L'ambroisie produit un pollen allergisant : un module de signalement est mis en place par l’observatoire des ambroisie pour signaler sa présence. Cette plante est très invasive pour plusieurs raisons :

  • ses graines peuvent rester viables dans le sol au moins 10 ans et germer en surface comme en profondeur
  • sa période de levée est longue : de mars à septembre.
  • sa période de floraison est peu influencée par la date de germination
  • sa capacité de repousse est forte : une ambroisie écimée est capable de repartir et de produire des graines rapidement
  • sa résistance accrue à de nombreux herbicides

Méthodes de lutte préconisées (consulter les articles ci-contre pour en savoir plus)

La plaquette FREDON "La lutte contre l'ambroisie en milieu agricole" résume bien la situation.

En préventif :

  • Surveiller les zones de sol nu (passage enrouleur, bordures...),
  • Veiller à ne pas apporter des graines d’ambroisie via le matériel de récolte ou de travail du sol (nettoyage du matériel)
  • Introduire des cultures d'hiver dans la rotation pour rompre le cycle de l'ambroisie
  • Préparer l'implantation des cultures de printemps grâce à un faux-semis

En curatif : 

  • Interventions mécaniques comme le binage en cours de culture sur ambroisies encore peu développées pour éviter qu'elles se repiquent ou l'écimage.

DONNÉES AFFICHÉES:

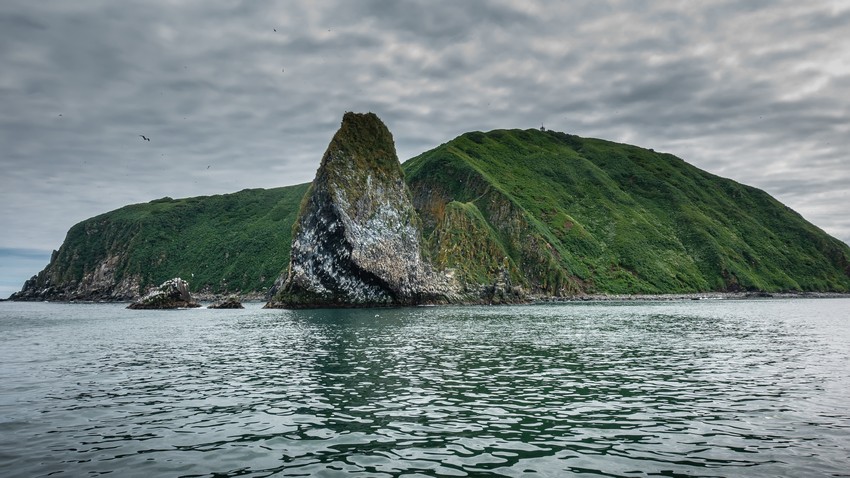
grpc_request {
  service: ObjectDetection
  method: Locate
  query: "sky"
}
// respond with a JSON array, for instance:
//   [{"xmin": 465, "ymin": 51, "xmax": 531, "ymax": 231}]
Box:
[{"xmin": 0, "ymin": 0, "xmax": 850, "ymax": 297}]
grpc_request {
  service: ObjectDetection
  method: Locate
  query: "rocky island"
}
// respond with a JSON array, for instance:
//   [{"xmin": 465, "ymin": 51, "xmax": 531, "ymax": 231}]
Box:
[
  {"xmin": 127, "ymin": 277, "xmax": 201, "ymax": 309},
  {"xmin": 11, "ymin": 113, "xmax": 850, "ymax": 307}
]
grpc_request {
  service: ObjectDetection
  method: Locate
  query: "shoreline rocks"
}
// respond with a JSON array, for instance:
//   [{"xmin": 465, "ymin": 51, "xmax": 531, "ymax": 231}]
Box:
[
  {"xmin": 266, "ymin": 112, "xmax": 456, "ymax": 308},
  {"xmin": 127, "ymin": 277, "xmax": 201, "ymax": 309},
  {"xmin": 207, "ymin": 296, "xmax": 245, "ymax": 309}
]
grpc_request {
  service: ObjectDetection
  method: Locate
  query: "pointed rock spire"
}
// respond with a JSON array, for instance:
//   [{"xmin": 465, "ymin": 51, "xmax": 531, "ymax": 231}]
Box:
[{"xmin": 266, "ymin": 112, "xmax": 451, "ymax": 308}]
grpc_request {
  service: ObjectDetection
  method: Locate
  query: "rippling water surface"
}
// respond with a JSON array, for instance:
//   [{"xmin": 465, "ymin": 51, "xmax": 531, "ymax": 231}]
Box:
[{"xmin": 0, "ymin": 299, "xmax": 850, "ymax": 477}]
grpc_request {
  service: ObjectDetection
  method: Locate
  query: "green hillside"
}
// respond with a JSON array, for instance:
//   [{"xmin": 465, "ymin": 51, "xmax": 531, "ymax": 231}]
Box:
[
  {"xmin": 17, "ymin": 130, "xmax": 850, "ymax": 300},
  {"xmin": 404, "ymin": 130, "xmax": 850, "ymax": 294},
  {"xmin": 30, "ymin": 184, "xmax": 307, "ymax": 296}
]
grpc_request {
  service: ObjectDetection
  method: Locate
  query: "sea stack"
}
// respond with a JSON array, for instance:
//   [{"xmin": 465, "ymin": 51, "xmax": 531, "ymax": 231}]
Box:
[{"xmin": 266, "ymin": 112, "xmax": 452, "ymax": 308}]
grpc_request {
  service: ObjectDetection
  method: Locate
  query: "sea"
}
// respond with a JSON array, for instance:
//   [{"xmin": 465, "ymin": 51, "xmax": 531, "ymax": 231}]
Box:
[{"xmin": 0, "ymin": 298, "xmax": 850, "ymax": 477}]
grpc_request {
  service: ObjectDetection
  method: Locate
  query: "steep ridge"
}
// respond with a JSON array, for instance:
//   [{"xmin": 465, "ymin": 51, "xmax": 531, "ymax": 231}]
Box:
[
  {"xmin": 405, "ymin": 130, "xmax": 850, "ymax": 295},
  {"xmin": 12, "ymin": 125, "xmax": 850, "ymax": 300},
  {"xmin": 12, "ymin": 184, "xmax": 307, "ymax": 301}
]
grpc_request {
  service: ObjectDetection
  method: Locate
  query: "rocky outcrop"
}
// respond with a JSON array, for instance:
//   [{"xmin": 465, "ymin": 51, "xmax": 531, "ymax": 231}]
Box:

CONSIGNE: Renvoyez en entier le texte sur l'ambroisie, sans y changer un seul mot.

RÉPONSE:
L'ambroisie produit un pollen allergisant : un module de signalement est mis en place par l’observatoire des ambroisie pour signaler sa présence. Cette plante est très invasive pour plusieurs raisons :

  • ses graines peuvent rester viables dans le sol au moins 10 ans et germer en surface comme en profondeur
  • sa période de levée est longue : de mars à septembre.
  • sa période de floraison est peu influencée par la date de germination
  • sa capacité de repousse est forte : une ambroisie écimée est capable de repartir et de produire des graines rapidement
  • sa résistance accrue à de nombreux herbicides

Méthodes de lutte préconisées (consulter les articles ci-contre pour en savoir plus)

La plaquette FREDON "La lutte contre l'ambroisie en milieu agricole" résume bien la situation.

En préventif :

  • Surveiller les zones de sol nu (passage enrouleur, bordures...),
  • Veiller à ne pas apporter des graines d’ambroisie via le matériel de récolte ou de travail du sol (nettoyage du matériel)
  • Introduire des cultures d'hiver dans la rotation pour rompre le cycle de l'ambroisie
  • Préparer l'implantation des cultures de printemps grâce à un faux-semis

En curatif : 

  • Interventions mécaniques comme le binage en cours de culture sur ambroisies encore peu développées pour éviter qu'elles se repiquent ou l'écimage.